— begin RECORD LIST —

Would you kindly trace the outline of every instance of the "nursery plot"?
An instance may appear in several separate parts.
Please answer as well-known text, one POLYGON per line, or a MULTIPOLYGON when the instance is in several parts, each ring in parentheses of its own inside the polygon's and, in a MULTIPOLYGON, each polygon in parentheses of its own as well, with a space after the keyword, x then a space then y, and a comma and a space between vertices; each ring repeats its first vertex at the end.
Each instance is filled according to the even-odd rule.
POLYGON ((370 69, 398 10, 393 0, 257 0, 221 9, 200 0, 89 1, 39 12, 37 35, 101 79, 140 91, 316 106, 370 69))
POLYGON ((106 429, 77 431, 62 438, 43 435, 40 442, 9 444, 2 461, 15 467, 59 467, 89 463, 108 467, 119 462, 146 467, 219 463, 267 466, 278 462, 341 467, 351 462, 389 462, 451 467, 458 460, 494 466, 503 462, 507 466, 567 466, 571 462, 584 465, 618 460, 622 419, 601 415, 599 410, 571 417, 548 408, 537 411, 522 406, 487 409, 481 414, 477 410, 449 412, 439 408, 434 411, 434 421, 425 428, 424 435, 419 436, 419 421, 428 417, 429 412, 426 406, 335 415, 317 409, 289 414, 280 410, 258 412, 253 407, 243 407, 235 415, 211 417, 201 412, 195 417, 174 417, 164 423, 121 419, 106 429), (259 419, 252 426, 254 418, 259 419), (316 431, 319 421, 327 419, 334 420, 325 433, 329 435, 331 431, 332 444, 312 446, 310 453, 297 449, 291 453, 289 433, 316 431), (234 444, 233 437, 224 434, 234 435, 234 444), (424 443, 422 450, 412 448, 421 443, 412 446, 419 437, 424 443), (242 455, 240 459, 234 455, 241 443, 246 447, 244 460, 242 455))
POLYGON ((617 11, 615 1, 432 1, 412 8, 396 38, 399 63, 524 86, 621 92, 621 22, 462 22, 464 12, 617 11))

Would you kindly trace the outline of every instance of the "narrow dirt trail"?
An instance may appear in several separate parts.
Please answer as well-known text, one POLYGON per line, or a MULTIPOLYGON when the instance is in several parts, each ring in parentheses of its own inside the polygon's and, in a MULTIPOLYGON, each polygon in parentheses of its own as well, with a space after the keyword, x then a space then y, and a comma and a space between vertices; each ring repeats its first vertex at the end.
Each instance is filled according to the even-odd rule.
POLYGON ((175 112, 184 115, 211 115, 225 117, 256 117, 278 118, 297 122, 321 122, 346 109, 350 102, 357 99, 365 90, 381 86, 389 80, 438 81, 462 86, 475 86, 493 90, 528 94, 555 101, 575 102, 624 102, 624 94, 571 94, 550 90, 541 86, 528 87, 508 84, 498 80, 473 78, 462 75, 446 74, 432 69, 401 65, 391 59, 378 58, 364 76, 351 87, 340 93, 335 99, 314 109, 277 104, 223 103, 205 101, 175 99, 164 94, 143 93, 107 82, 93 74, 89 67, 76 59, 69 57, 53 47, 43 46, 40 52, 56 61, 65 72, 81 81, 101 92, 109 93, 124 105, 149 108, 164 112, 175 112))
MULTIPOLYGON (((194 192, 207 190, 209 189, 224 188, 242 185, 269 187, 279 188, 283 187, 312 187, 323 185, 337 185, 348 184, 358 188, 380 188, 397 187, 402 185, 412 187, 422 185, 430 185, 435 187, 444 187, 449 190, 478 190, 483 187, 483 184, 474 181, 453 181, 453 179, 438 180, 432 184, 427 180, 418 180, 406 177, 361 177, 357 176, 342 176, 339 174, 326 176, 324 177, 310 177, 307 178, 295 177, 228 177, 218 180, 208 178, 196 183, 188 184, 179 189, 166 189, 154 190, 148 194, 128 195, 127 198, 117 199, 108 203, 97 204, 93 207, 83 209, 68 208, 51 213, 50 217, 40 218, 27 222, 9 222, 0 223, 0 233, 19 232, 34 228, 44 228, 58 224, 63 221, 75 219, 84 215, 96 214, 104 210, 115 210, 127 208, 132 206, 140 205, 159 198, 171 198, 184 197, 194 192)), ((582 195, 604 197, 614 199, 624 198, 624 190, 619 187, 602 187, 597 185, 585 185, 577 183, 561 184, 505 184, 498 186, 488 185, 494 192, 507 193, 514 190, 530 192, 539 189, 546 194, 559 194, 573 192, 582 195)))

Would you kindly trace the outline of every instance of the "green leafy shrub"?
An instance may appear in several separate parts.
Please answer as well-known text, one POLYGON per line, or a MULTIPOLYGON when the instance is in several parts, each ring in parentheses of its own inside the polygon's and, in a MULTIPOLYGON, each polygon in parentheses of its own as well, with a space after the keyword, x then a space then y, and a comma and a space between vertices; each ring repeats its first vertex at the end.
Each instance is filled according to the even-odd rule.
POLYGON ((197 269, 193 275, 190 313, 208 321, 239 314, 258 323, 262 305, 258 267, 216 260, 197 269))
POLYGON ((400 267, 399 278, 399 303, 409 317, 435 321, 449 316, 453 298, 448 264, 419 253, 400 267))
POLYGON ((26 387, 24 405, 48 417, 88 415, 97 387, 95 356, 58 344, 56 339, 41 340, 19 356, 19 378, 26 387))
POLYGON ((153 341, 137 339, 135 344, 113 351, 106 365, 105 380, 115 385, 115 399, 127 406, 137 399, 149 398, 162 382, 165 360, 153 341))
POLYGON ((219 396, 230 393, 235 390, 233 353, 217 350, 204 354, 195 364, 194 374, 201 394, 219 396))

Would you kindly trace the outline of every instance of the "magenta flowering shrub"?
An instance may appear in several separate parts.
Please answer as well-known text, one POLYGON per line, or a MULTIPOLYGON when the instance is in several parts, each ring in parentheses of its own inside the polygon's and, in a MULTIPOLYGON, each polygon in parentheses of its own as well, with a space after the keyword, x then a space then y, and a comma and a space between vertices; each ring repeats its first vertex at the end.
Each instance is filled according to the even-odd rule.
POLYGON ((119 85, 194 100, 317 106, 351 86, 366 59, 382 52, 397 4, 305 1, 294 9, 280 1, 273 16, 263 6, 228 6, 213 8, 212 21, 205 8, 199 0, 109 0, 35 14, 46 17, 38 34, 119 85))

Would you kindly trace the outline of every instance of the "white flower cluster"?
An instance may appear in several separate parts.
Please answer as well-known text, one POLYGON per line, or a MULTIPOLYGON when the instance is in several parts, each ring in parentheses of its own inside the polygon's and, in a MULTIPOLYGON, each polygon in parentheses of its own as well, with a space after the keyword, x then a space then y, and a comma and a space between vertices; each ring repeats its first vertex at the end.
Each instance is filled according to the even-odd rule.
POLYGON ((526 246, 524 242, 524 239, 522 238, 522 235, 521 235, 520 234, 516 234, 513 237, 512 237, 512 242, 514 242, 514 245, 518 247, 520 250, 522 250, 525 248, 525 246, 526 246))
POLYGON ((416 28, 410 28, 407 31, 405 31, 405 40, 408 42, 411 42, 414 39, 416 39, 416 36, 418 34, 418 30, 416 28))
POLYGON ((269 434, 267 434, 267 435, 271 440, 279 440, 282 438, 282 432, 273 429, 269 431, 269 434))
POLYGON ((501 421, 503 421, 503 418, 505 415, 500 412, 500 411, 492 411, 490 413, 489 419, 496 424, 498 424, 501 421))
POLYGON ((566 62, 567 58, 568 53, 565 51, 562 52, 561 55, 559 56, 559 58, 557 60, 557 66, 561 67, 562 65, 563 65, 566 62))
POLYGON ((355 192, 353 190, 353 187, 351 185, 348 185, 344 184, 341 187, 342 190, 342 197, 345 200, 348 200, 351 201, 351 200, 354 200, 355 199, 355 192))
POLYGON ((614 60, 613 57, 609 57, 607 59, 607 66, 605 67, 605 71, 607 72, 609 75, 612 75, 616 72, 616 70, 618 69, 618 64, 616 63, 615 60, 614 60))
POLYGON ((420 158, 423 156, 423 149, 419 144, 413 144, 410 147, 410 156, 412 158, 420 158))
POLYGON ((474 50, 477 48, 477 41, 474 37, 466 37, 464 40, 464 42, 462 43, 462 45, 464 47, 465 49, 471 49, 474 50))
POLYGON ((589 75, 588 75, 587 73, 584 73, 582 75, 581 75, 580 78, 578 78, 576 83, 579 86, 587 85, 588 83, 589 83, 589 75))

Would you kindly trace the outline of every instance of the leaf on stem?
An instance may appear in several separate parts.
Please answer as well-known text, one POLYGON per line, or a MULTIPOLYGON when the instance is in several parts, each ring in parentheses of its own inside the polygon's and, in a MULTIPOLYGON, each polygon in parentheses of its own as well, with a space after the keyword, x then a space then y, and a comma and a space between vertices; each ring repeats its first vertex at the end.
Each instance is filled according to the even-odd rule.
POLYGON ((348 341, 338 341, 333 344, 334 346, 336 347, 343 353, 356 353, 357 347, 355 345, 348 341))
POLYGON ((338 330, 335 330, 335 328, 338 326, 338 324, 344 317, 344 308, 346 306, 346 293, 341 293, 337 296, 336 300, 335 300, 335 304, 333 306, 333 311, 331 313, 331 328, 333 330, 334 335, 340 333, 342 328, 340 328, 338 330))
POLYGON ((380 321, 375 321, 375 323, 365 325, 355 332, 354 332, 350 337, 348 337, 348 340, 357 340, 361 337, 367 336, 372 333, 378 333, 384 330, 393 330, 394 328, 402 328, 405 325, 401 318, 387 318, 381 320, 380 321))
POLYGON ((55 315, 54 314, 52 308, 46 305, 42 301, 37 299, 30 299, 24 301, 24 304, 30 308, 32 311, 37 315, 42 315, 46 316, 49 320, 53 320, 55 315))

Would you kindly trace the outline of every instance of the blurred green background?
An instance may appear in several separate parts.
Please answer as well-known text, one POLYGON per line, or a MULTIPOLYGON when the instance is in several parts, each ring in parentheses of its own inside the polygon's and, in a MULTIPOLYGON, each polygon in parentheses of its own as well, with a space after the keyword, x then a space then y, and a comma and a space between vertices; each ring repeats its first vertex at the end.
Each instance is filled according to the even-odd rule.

— end RECORD LIST —

- _GOAL OF THE EXERCISE_
Output the lines of the material as a JSON list of strings, one string per line and with blank lines omitted, starting at the beginning of the material and ending at the line containing "POLYGON ((617 11, 615".

- _SOLUTION TO THIS PROBLEM_
[
  "Would you kindly trace the outline of every instance of the \"nursery plot\"?",
  "An instance may appear in several separate parts.",
  "Please answer as well-known text, one POLYGON per line, or a MULTIPOLYGON when the instance is in several parts, each ring in parentheses of its own inside the polygon's and, in a MULTIPOLYGON, each polygon in parentheses of its own as well, with a space after the keyword, x then a space then y, and a comma and a space between vertices; each ring repeats its first vertex at the end.",
  "Each instance is filled according to the even-odd rule.",
  "POLYGON ((370 69, 398 10, 393 0, 257 0, 221 9, 200 0, 89 1, 39 12, 37 35, 101 79, 140 91, 316 106, 370 69))",
  "POLYGON ((106 429, 77 431, 62 438, 43 435, 40 442, 9 444, 2 461, 15 467, 59 467, 89 463, 108 467, 119 462, 146 467, 219 463, 267 466, 278 462, 341 467, 351 462, 389 462, 451 467, 458 460, 494 466, 503 462, 507 466, 567 466, 571 462, 584 465, 618 460, 622 419, 601 415, 599 410, 571 417, 548 408, 537 411, 522 406, 487 409, 481 414, 477 410, 449 412, 439 408, 434 411, 434 421, 425 428, 424 435, 419 436, 419 421, 428 417, 429 412, 426 406, 335 415, 317 409, 289 414, 280 410, 258 412, 253 407, 243 407, 235 415, 211 417, 201 412, 195 417, 174 417, 164 423, 121 419, 106 429), (259 419, 252 426, 254 418, 259 419), (316 431, 319 421, 327 419, 334 420, 325 433, 329 435, 331 431, 332 444, 312 446, 310 453, 297 449, 291 453, 289 433, 316 431), (234 444, 233 437, 224 434, 234 435, 234 444), (424 443, 422 450, 412 448, 421 443, 412 446, 419 437, 424 443), (242 455, 240 459, 234 455, 241 443, 246 447, 244 460, 242 455))",
  "POLYGON ((617 11, 615 1, 432 1, 412 8, 396 38, 399 63, 524 86, 621 92, 621 22, 462 22, 464 12, 617 11))"
]